Material to process:
== Segment start ==

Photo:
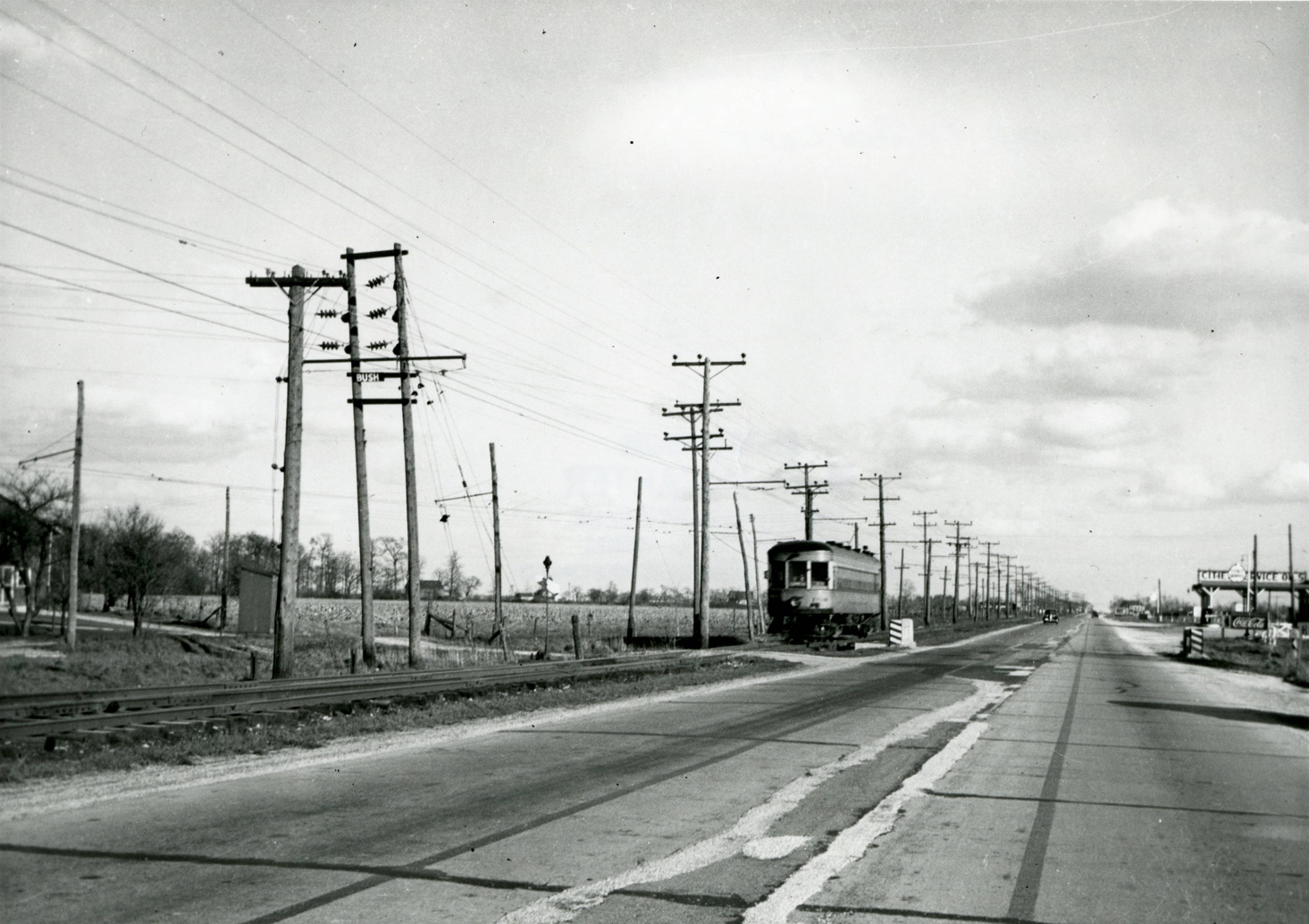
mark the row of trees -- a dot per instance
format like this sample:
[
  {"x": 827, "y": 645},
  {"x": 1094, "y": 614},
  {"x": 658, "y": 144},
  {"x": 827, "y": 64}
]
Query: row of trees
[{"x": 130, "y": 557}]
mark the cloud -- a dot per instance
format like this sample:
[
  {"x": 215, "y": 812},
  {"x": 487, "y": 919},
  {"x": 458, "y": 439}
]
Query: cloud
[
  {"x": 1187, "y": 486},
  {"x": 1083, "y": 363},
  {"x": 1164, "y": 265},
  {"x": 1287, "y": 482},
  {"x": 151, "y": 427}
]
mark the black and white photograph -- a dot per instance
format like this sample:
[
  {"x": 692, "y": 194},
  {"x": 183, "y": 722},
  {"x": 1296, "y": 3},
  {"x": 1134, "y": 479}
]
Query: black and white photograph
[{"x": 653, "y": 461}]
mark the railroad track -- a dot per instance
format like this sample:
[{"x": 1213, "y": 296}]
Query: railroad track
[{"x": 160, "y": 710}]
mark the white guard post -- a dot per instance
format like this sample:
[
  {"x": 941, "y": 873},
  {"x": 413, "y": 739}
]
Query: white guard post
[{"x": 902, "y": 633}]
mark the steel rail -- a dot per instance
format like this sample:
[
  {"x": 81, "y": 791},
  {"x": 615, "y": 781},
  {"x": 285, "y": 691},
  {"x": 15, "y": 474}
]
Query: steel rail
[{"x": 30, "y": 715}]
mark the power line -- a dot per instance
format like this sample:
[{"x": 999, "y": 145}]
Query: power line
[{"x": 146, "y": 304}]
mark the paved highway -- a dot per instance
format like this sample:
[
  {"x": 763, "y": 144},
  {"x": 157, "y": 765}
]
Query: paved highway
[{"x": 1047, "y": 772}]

== Segment end ==
== Segment start ==

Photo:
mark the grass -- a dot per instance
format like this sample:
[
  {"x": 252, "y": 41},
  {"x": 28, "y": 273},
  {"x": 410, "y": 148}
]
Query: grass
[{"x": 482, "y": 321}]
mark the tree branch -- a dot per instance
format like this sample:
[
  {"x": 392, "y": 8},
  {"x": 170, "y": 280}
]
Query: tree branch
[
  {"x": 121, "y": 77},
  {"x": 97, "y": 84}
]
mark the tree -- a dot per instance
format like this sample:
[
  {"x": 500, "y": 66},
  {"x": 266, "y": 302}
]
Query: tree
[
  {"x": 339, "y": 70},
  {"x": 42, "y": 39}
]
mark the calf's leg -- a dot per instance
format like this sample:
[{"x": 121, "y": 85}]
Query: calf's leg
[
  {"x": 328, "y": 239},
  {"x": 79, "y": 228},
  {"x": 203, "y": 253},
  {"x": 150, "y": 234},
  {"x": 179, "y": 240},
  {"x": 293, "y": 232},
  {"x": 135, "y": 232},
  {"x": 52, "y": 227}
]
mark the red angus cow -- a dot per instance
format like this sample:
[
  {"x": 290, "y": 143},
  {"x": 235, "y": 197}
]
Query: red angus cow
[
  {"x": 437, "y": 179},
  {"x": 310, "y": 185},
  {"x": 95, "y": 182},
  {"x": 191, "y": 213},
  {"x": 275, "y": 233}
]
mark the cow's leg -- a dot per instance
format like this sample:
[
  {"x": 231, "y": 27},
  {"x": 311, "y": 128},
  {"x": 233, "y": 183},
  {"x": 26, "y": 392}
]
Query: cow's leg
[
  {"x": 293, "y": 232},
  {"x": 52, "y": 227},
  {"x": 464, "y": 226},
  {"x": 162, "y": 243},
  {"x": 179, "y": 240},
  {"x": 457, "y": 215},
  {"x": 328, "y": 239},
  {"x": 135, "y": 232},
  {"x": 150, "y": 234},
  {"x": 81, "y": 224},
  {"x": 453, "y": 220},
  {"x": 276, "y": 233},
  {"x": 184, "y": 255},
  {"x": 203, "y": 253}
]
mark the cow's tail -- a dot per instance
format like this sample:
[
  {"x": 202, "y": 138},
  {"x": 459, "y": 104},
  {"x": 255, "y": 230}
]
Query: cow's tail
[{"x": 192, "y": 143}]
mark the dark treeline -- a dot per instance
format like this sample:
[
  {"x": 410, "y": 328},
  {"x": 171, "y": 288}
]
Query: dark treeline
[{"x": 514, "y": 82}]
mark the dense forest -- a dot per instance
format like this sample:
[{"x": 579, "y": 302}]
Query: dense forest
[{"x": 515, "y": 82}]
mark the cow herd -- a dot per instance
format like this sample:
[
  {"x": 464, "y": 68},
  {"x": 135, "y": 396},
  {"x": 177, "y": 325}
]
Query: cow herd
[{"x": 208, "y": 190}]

== Segment end ==
== Segment start ==

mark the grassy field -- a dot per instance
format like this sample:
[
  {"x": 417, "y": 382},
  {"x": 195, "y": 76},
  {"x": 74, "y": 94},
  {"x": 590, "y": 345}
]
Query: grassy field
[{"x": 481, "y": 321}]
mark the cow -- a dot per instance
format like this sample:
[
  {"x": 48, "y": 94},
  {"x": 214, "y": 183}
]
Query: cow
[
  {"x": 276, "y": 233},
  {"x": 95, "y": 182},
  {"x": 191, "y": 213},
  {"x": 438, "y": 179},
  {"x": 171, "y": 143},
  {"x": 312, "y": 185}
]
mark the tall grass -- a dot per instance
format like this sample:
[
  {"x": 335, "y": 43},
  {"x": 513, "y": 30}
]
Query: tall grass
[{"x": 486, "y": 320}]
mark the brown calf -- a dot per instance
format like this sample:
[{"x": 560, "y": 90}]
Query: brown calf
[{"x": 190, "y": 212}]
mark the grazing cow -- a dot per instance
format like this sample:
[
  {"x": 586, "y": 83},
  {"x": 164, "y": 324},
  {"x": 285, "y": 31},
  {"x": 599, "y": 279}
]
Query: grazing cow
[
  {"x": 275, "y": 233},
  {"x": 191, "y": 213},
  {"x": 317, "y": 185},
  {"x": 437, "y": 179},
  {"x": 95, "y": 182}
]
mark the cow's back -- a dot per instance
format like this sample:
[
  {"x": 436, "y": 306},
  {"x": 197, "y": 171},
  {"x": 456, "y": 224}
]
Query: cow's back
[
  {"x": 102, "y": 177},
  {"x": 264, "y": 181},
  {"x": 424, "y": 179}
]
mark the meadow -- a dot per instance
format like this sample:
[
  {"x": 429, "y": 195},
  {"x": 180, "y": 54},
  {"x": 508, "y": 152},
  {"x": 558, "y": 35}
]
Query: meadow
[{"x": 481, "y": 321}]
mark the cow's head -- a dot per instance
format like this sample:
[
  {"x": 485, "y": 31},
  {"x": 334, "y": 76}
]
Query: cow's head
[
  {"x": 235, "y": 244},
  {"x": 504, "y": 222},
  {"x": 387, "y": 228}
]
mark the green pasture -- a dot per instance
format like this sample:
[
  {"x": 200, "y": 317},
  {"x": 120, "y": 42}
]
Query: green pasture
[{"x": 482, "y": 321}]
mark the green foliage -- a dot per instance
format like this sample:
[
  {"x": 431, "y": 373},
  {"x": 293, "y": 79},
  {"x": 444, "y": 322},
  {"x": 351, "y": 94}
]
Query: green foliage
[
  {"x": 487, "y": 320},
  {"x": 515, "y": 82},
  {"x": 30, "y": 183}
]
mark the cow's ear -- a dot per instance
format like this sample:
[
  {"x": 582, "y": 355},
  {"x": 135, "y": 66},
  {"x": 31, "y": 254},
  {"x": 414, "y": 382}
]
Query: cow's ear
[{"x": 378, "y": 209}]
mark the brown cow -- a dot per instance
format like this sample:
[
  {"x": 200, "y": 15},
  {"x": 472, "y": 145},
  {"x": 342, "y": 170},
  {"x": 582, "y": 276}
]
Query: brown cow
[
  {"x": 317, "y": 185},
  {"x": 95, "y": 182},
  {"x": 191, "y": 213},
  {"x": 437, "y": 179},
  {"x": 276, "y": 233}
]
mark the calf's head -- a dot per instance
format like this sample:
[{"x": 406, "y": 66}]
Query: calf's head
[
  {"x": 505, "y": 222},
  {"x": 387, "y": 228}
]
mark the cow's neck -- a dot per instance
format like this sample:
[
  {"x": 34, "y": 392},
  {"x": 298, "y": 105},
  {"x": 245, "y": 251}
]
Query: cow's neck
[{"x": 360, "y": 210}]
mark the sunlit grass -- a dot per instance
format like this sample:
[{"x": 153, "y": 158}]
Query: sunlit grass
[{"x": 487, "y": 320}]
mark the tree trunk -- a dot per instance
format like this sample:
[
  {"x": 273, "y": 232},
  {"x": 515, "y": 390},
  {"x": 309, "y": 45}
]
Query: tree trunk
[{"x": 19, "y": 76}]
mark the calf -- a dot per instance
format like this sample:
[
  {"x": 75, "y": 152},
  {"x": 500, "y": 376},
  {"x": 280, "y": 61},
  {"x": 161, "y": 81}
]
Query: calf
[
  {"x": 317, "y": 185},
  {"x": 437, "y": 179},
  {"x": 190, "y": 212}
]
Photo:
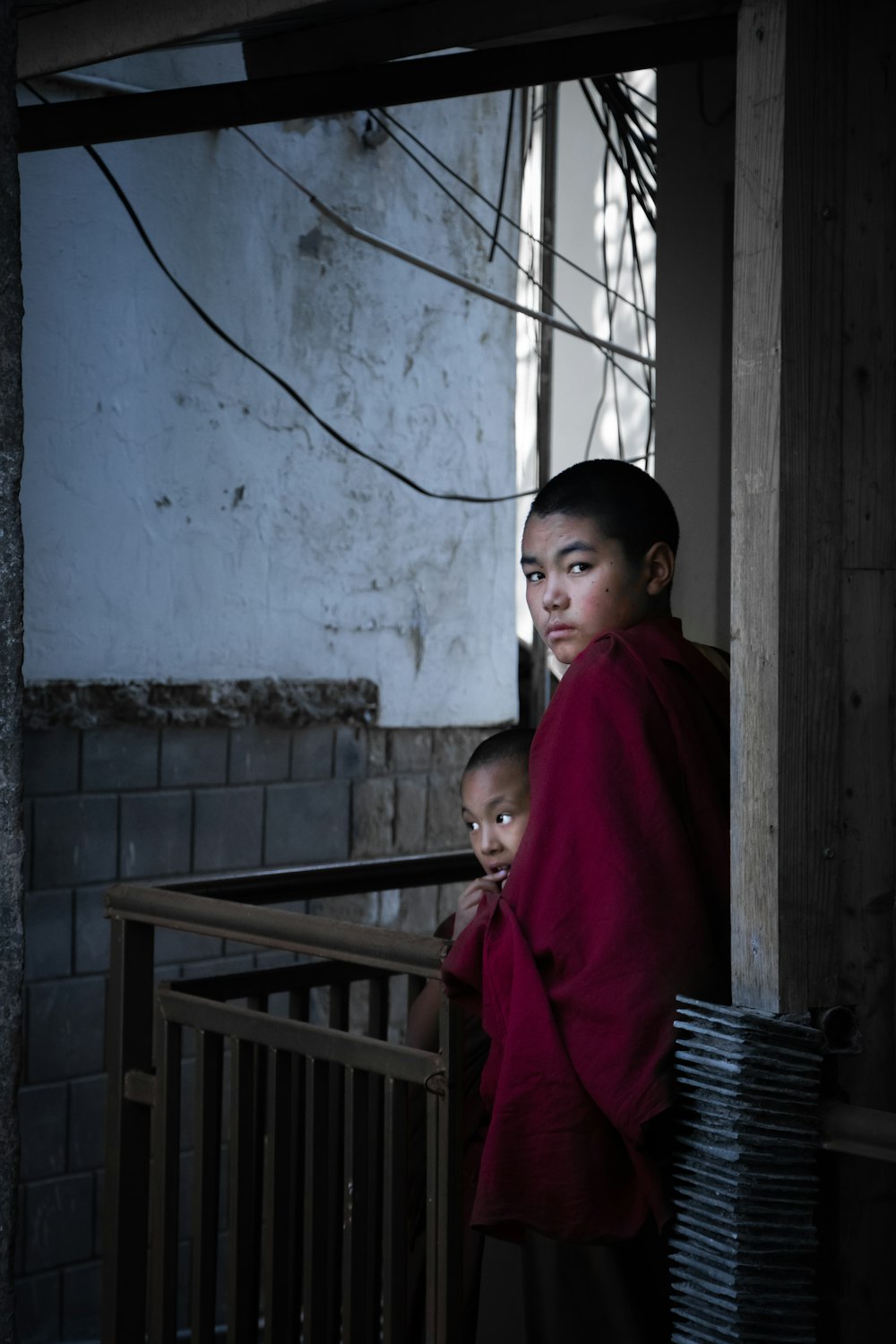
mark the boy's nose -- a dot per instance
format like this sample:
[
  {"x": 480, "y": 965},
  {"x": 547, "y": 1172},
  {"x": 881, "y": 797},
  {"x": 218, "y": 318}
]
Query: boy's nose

== Segment end ==

Across all the lines of the data, count those that include the word "nose" and reply with that number only.

Response to the task: 2